**RECORDS SUPPLIED**
============================================================

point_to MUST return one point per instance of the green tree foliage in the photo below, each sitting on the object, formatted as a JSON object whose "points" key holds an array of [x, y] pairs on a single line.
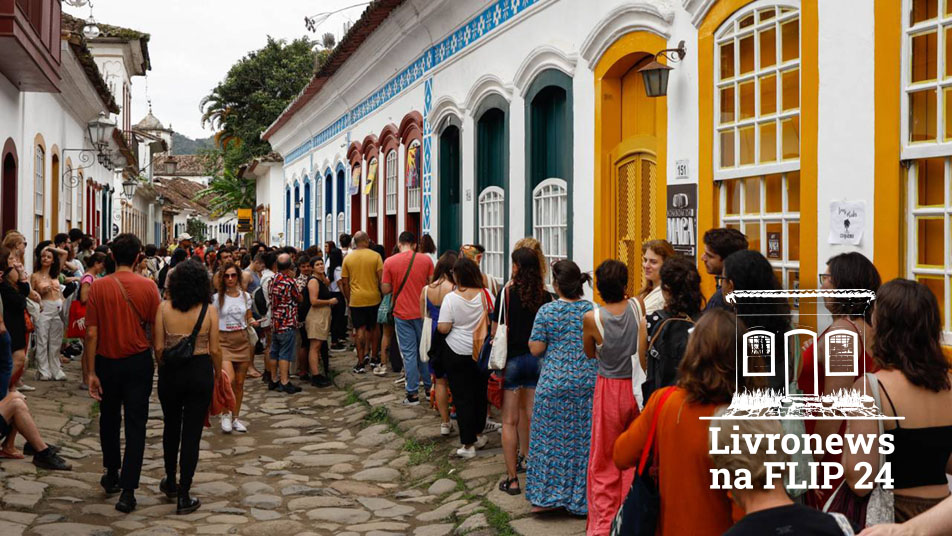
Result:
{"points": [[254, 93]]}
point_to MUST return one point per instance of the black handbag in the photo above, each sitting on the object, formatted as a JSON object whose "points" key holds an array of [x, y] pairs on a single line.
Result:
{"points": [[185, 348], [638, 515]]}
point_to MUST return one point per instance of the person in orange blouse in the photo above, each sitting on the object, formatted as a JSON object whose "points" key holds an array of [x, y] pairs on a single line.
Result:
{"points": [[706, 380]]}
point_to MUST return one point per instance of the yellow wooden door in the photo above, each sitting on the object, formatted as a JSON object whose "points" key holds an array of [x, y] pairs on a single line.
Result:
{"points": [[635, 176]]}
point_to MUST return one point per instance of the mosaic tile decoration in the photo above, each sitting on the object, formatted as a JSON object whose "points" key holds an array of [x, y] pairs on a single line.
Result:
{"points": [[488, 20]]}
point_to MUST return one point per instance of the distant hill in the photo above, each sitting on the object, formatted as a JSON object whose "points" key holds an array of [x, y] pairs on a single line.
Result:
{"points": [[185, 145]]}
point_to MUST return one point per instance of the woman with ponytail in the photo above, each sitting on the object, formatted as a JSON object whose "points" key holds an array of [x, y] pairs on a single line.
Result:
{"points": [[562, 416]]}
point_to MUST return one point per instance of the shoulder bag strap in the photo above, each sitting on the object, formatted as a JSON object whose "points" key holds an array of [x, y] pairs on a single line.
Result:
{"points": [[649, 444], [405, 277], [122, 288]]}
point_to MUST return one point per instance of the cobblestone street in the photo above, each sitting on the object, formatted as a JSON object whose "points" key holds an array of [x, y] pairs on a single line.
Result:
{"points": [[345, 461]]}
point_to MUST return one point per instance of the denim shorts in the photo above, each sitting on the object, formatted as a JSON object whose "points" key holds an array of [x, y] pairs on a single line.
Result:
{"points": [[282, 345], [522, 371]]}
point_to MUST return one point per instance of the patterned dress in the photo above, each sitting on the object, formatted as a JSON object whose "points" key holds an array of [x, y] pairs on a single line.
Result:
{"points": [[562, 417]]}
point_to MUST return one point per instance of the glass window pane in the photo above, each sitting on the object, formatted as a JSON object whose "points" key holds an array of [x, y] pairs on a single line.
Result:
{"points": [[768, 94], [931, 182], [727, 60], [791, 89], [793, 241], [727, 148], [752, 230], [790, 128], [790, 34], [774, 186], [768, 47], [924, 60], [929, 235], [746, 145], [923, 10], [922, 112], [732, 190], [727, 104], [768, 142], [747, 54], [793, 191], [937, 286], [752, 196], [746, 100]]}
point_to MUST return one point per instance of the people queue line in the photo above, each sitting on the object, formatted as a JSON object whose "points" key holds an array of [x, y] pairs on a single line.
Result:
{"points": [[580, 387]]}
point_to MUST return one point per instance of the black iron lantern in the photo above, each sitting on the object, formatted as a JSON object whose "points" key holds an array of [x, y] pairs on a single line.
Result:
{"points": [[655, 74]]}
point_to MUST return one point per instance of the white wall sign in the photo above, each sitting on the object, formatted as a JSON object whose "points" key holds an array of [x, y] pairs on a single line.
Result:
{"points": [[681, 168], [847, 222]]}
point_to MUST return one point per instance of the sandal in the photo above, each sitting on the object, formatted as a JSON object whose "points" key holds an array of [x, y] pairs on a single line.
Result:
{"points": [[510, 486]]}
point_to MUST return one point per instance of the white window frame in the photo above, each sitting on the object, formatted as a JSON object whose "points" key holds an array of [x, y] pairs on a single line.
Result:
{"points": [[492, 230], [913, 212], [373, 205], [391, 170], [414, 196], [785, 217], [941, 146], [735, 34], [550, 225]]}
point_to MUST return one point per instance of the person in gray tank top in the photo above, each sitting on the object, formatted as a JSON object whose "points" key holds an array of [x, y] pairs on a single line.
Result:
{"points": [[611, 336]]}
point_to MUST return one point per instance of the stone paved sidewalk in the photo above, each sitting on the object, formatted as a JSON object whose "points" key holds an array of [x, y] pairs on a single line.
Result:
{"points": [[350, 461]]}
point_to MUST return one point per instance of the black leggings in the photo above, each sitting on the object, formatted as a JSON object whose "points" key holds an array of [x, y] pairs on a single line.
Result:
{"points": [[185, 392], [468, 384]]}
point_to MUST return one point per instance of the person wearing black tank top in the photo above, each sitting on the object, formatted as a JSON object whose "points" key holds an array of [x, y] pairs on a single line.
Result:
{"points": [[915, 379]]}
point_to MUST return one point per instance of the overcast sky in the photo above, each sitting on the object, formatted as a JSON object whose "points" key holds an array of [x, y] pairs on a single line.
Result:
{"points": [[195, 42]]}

============================================================

**TASK DESCRIPTION**
Filter the listing for the word "white" and copy every line that holds it.

**RESPONSE**
point_to MUST return one point per instance of the white wall sign in the photo above, each sitting on the object, formatted as a JSON object whose "points" key holds an array of [x, y] pairs on a single line.
point_to MUST return one point per instance of the white window frame in the photo above, each sitting on the object, formatted as a JSON object whose "points" key holds an array of [x, y] pairs on a single line.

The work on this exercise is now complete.